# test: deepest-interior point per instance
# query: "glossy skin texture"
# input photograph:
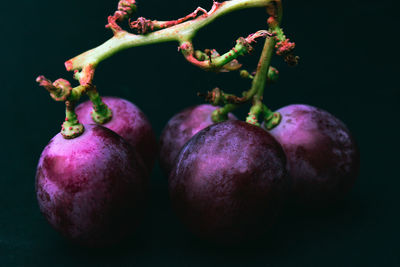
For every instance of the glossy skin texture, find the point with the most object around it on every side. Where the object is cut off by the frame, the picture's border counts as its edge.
(92, 188)
(323, 159)
(229, 181)
(180, 128)
(129, 122)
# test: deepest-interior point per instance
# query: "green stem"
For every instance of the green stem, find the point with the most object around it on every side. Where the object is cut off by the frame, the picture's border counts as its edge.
(101, 113)
(221, 114)
(71, 127)
(180, 33)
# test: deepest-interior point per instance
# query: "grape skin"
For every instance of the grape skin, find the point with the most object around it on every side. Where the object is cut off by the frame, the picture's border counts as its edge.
(180, 128)
(228, 183)
(92, 188)
(129, 122)
(323, 158)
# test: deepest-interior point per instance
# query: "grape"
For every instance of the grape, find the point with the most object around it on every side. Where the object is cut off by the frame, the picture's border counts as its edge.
(228, 183)
(323, 159)
(180, 128)
(92, 188)
(129, 122)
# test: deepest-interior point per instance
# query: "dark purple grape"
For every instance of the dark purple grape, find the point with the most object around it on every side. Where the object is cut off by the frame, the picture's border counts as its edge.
(129, 122)
(228, 183)
(180, 128)
(322, 156)
(92, 188)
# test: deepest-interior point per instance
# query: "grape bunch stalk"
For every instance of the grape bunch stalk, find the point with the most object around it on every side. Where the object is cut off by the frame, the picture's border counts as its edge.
(228, 179)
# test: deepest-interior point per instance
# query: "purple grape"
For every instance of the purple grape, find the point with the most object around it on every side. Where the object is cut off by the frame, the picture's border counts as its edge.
(129, 122)
(180, 128)
(322, 156)
(92, 188)
(228, 183)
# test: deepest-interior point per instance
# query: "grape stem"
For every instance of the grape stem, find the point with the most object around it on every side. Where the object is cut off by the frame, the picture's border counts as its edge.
(182, 30)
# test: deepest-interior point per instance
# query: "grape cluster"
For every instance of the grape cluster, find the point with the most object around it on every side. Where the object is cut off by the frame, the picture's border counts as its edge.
(230, 179)
(227, 181)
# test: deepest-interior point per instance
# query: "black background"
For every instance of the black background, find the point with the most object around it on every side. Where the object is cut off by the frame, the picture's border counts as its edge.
(347, 67)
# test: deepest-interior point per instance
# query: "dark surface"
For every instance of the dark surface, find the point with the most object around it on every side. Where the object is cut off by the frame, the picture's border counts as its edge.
(347, 67)
(229, 182)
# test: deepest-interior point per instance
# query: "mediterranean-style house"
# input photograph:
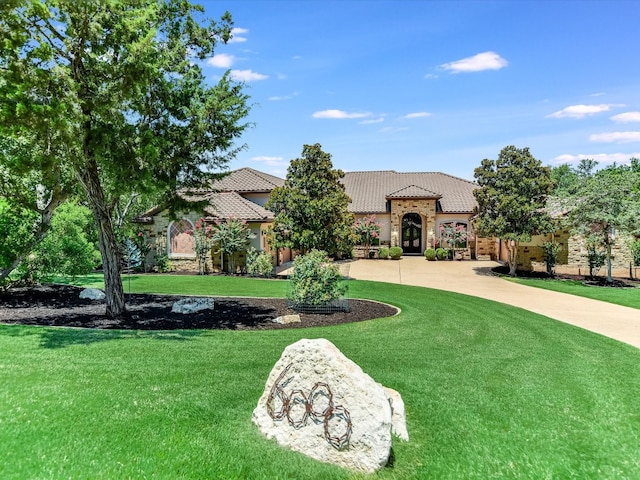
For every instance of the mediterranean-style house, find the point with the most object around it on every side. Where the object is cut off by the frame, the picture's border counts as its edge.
(412, 207)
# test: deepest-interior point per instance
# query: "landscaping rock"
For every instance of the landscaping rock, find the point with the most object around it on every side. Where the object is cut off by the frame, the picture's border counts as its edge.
(318, 402)
(92, 294)
(192, 305)
(286, 319)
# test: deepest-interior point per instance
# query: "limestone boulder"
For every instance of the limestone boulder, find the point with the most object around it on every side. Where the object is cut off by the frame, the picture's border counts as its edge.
(92, 294)
(192, 305)
(286, 319)
(320, 403)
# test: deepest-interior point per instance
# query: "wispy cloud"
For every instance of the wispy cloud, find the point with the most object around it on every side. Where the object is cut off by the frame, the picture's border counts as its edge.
(393, 129)
(621, 158)
(280, 98)
(237, 35)
(247, 75)
(581, 111)
(627, 117)
(417, 115)
(477, 63)
(222, 60)
(615, 137)
(340, 114)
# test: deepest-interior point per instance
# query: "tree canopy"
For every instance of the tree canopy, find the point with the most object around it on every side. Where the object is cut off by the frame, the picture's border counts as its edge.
(110, 97)
(604, 204)
(311, 208)
(512, 198)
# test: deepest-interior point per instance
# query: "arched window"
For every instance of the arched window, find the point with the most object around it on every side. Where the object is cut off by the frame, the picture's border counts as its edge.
(454, 234)
(180, 241)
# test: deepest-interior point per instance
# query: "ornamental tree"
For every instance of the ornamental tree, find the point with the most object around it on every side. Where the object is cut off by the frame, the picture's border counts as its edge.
(606, 204)
(231, 235)
(112, 96)
(367, 229)
(311, 208)
(512, 197)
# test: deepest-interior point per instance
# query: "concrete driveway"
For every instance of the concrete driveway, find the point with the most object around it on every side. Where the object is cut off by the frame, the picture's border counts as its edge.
(475, 278)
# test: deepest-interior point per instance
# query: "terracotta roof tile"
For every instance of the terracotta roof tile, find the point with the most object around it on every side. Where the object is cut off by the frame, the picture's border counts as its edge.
(231, 204)
(247, 180)
(369, 190)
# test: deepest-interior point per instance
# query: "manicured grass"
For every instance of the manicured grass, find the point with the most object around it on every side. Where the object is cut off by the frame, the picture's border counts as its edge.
(490, 391)
(628, 297)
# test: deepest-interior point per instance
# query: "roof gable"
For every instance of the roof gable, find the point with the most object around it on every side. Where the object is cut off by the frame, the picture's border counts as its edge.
(369, 191)
(413, 191)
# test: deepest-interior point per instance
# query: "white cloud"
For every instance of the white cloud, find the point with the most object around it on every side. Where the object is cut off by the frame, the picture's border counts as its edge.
(279, 98)
(222, 60)
(393, 129)
(372, 121)
(477, 63)
(339, 114)
(247, 75)
(620, 158)
(271, 161)
(615, 137)
(237, 35)
(627, 117)
(581, 111)
(417, 115)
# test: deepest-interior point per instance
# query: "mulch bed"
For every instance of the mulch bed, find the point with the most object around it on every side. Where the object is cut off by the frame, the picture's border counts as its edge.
(60, 305)
(598, 281)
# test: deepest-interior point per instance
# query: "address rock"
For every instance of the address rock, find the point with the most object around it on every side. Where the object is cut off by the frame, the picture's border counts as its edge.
(192, 305)
(92, 294)
(318, 402)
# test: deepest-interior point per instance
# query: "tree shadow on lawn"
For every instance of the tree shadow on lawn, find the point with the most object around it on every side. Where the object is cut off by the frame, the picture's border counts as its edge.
(54, 338)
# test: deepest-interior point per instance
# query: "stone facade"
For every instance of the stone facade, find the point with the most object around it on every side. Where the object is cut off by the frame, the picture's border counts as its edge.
(573, 256)
(426, 208)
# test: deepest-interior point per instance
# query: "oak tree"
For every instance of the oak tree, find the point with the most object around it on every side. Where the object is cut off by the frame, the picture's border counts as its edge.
(112, 95)
(311, 209)
(512, 198)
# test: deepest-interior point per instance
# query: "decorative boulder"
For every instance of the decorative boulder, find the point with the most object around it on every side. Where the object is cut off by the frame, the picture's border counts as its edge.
(92, 294)
(192, 305)
(286, 319)
(318, 402)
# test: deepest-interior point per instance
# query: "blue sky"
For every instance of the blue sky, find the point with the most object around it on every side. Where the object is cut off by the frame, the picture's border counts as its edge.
(434, 85)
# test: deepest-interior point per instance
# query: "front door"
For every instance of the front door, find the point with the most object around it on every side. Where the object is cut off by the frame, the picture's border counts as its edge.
(412, 233)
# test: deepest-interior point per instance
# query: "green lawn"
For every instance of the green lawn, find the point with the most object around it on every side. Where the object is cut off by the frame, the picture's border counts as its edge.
(490, 391)
(628, 297)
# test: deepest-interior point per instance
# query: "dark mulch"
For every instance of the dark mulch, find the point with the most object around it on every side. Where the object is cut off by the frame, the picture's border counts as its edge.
(60, 305)
(598, 281)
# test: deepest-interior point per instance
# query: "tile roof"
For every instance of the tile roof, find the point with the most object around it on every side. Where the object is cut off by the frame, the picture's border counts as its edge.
(413, 191)
(369, 191)
(247, 180)
(231, 204)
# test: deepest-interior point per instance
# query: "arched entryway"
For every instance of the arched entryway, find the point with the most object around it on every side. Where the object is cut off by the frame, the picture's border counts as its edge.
(411, 233)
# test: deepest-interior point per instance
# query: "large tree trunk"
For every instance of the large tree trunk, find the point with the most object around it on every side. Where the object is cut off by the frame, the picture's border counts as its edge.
(512, 253)
(107, 243)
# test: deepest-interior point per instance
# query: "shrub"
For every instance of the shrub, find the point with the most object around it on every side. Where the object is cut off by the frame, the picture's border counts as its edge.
(259, 263)
(442, 253)
(551, 251)
(430, 254)
(163, 264)
(315, 281)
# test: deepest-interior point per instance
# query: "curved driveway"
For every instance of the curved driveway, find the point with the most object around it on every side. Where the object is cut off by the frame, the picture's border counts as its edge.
(475, 278)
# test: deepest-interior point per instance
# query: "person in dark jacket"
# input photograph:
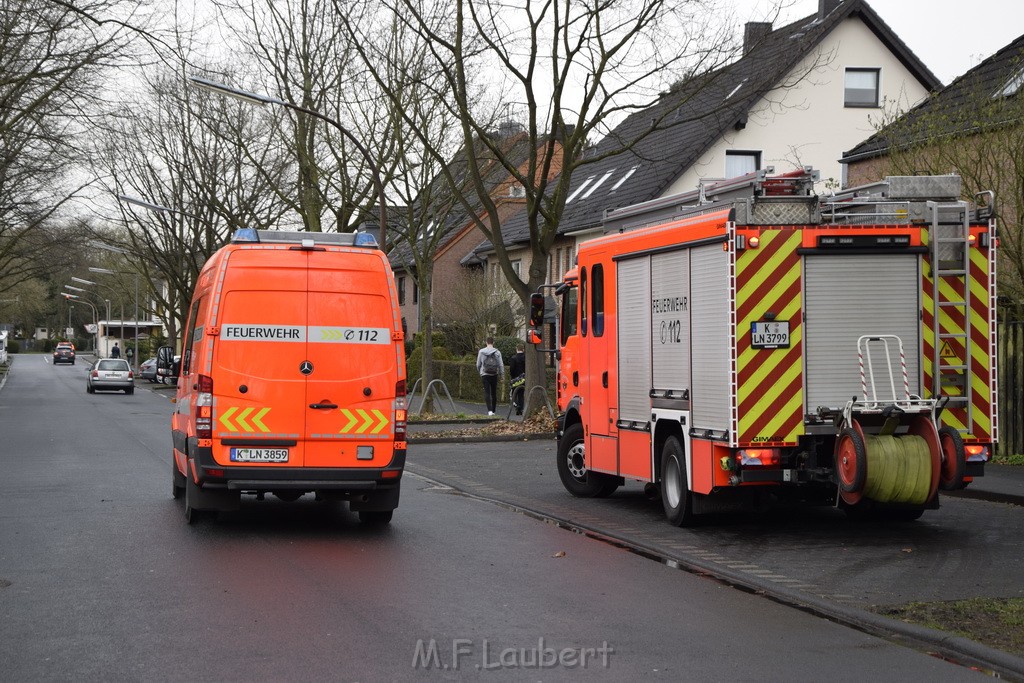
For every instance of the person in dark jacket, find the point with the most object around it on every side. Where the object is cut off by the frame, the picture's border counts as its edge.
(489, 365)
(517, 374)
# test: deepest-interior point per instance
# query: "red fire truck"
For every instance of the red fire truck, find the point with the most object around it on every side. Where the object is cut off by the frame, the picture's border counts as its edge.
(755, 339)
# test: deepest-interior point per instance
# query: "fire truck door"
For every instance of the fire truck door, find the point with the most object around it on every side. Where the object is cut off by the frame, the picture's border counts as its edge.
(601, 366)
(846, 296)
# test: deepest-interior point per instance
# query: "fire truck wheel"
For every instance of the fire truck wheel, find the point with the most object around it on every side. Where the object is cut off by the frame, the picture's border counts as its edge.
(851, 461)
(675, 492)
(177, 481)
(572, 468)
(953, 459)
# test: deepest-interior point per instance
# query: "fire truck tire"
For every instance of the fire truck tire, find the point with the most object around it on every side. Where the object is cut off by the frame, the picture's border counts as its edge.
(675, 492)
(953, 459)
(851, 461)
(572, 470)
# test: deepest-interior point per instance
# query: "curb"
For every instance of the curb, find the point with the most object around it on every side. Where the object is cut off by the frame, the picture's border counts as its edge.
(955, 649)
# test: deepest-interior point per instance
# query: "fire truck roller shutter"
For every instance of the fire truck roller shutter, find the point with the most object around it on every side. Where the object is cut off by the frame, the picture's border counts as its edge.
(846, 296)
(670, 284)
(711, 397)
(634, 339)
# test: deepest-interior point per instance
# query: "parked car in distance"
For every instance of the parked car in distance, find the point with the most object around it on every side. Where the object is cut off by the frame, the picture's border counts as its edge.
(65, 352)
(113, 374)
(147, 371)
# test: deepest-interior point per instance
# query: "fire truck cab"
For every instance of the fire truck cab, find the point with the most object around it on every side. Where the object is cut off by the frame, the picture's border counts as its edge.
(754, 339)
(292, 376)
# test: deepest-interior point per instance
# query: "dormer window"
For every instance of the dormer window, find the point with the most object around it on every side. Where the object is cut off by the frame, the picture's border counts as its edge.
(1013, 85)
(861, 87)
(580, 188)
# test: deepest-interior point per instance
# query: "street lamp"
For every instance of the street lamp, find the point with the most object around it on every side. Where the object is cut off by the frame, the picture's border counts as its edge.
(256, 98)
(107, 337)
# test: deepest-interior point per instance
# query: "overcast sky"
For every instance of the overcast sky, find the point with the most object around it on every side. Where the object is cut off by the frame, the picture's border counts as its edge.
(949, 36)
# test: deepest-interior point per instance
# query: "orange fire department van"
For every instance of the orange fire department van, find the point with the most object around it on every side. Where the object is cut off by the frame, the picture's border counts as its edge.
(753, 339)
(292, 376)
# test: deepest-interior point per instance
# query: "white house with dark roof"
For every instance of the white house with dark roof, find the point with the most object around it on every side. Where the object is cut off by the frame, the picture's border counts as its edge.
(800, 95)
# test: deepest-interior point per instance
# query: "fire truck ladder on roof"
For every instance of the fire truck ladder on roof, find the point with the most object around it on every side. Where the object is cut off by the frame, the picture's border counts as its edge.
(950, 257)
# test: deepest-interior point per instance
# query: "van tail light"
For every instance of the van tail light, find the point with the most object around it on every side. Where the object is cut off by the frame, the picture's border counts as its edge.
(400, 414)
(760, 457)
(204, 408)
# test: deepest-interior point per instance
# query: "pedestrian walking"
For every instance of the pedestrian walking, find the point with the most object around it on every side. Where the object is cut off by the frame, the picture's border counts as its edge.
(488, 364)
(517, 377)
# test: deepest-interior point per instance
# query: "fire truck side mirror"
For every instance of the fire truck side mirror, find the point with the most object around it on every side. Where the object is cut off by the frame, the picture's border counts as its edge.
(536, 310)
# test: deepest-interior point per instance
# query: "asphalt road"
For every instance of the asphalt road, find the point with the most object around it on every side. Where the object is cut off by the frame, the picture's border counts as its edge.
(100, 579)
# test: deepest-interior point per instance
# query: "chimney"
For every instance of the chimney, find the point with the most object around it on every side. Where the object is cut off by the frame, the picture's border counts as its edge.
(755, 32)
(825, 7)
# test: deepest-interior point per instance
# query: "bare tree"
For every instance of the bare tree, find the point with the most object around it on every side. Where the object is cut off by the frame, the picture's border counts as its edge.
(568, 71)
(209, 160)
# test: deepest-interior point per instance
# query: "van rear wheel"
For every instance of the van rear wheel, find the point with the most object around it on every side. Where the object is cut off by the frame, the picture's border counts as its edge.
(376, 516)
(177, 481)
(675, 492)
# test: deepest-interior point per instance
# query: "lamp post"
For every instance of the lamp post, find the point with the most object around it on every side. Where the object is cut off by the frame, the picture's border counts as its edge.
(257, 98)
(76, 297)
(107, 337)
(107, 271)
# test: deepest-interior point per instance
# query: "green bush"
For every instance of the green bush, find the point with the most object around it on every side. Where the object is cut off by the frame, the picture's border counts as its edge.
(507, 346)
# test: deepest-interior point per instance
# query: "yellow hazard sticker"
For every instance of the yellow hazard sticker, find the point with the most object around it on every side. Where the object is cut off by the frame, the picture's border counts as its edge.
(245, 421)
(360, 421)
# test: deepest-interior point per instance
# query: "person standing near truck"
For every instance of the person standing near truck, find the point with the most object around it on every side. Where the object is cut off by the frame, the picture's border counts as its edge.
(517, 376)
(488, 364)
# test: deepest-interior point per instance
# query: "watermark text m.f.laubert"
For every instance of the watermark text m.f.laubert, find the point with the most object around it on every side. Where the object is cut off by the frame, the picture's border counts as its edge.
(484, 654)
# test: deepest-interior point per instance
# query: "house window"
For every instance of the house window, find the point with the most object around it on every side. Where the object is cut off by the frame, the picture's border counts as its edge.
(741, 163)
(597, 184)
(580, 188)
(861, 87)
(624, 178)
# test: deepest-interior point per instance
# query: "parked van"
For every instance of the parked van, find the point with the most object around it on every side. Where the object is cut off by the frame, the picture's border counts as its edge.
(292, 376)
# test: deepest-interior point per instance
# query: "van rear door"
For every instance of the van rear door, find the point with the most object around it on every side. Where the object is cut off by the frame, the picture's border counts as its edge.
(353, 359)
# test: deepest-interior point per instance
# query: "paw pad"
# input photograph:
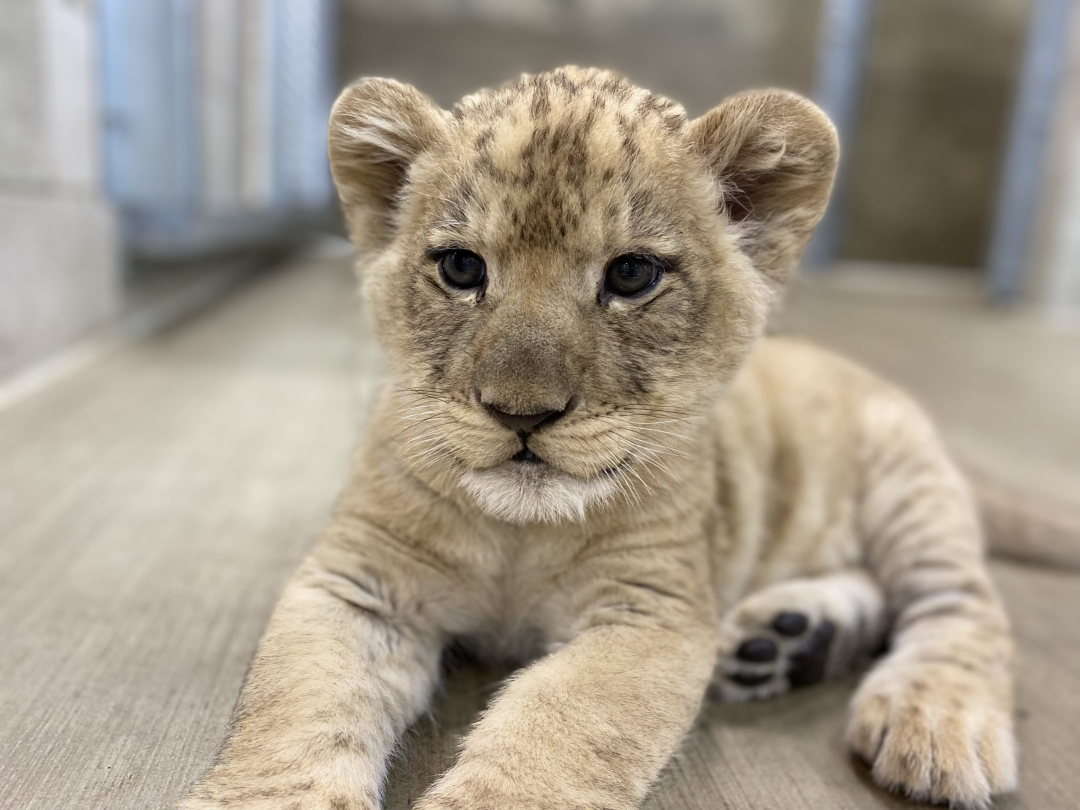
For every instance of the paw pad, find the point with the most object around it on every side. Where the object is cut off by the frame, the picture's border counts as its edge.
(785, 655)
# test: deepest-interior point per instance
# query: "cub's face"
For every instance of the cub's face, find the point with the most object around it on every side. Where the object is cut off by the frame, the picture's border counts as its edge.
(567, 271)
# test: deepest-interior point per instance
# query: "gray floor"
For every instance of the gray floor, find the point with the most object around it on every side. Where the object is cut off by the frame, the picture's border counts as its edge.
(152, 505)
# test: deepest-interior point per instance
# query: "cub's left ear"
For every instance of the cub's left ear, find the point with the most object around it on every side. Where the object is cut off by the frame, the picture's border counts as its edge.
(378, 127)
(772, 154)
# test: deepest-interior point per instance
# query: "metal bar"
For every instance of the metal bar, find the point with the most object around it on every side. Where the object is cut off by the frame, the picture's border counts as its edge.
(1023, 171)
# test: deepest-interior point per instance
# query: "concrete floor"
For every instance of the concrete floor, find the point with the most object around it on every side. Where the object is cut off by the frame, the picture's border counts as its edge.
(151, 507)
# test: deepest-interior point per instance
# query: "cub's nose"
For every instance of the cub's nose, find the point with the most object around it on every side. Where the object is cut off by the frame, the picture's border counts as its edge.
(525, 422)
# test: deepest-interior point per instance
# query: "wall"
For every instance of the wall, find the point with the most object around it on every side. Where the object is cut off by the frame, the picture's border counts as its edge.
(58, 261)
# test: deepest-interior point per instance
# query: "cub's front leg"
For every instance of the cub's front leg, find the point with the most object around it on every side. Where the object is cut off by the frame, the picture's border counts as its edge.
(345, 666)
(592, 725)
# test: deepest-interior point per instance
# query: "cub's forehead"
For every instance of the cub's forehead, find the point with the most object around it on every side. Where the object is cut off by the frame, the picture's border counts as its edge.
(567, 157)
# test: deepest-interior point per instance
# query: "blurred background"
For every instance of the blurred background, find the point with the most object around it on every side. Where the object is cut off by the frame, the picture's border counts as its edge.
(184, 365)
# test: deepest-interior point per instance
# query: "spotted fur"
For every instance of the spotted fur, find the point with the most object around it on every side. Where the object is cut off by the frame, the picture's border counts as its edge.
(698, 480)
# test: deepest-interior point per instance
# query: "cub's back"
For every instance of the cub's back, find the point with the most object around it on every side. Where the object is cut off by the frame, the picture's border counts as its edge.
(793, 436)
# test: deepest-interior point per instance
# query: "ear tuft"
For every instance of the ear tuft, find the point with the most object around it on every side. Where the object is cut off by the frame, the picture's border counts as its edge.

◆ **Task instructions**
Count the lines in the rows above that contain the string "shutter", matching case exactly. Reply with the number alone.

◆ **Full response**
2